[begin Data provided]
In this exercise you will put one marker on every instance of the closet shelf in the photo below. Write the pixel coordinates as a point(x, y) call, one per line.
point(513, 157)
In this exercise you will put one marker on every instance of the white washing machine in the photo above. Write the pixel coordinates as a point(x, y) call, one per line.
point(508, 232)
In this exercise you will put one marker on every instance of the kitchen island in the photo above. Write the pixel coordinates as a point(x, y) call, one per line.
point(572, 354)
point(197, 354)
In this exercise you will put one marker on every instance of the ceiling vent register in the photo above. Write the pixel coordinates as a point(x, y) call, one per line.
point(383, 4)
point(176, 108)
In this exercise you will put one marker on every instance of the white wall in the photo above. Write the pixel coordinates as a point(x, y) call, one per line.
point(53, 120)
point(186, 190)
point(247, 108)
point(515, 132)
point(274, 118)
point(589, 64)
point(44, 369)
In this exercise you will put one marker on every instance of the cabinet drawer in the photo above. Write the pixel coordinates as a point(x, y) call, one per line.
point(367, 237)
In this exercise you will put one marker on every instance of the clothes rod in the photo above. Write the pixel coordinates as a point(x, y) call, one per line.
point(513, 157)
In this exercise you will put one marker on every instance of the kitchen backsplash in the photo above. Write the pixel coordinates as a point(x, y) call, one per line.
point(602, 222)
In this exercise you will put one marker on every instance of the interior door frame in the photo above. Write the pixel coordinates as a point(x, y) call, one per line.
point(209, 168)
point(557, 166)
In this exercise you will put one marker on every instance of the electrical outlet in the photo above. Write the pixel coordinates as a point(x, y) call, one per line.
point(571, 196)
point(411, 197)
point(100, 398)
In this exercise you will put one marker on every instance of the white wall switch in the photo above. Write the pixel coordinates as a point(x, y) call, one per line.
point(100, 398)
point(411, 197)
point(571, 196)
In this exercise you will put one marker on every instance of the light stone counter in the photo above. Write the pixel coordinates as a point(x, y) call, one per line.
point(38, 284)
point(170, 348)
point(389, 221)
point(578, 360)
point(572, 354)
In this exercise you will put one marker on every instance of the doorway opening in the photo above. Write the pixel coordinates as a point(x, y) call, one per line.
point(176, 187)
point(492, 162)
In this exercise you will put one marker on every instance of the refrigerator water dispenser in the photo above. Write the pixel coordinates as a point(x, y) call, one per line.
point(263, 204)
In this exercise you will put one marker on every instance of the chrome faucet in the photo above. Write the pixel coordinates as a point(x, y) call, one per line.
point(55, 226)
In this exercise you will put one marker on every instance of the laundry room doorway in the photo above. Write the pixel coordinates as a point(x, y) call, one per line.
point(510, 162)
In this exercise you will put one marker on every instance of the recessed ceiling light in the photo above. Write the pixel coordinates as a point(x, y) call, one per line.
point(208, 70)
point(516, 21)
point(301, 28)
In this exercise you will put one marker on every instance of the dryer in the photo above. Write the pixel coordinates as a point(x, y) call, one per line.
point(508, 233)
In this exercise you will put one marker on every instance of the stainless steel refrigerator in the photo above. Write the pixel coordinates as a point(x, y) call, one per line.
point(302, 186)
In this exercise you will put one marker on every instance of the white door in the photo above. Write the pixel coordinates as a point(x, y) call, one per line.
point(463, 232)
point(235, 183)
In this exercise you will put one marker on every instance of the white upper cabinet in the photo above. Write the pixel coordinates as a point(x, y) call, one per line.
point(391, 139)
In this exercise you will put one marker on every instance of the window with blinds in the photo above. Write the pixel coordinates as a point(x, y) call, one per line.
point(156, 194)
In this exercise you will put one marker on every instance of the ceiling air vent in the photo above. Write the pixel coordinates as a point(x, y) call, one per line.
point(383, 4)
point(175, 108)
[end Data provided]
Direction:
Please rescale the listing above from the line with "of the recessed" up to and including the line with "point(391, 139)". Write out only those lines, the text lines too, with each point coordinate multiplied by 1.7 and rounded to a whole number, halves rounding up.

Result for this task:
In this exercise you will put one marker on every instance of the recessed ceiling light in the photo above. Write the pixel coordinates as a point(x, y) call, one per line.
point(354, 119)
point(877, 36)
point(512, 48)
In this exercise you will put one marker on every instance of the dryer in the photo above. Write the pixel coordinates as a point(x, y) call, one per line.
point(864, 396)
In this exercise you will put one marker on every instance of the stainless steel refrigerator in the photo above. Write the pixel coordinates as a point(x, y) call, one per line.
point(513, 316)
In this exercise you will put one marker on every instance of the white door in the photo above. Write the pixel coordinates as a point(x, y) call, one per line.
point(787, 394)
point(400, 311)
In this exercise you will put one marker on every instance of the white upper cabinet in the photo above. Write the pixel coordinates as a point(x, y) call, one per line.
point(665, 236)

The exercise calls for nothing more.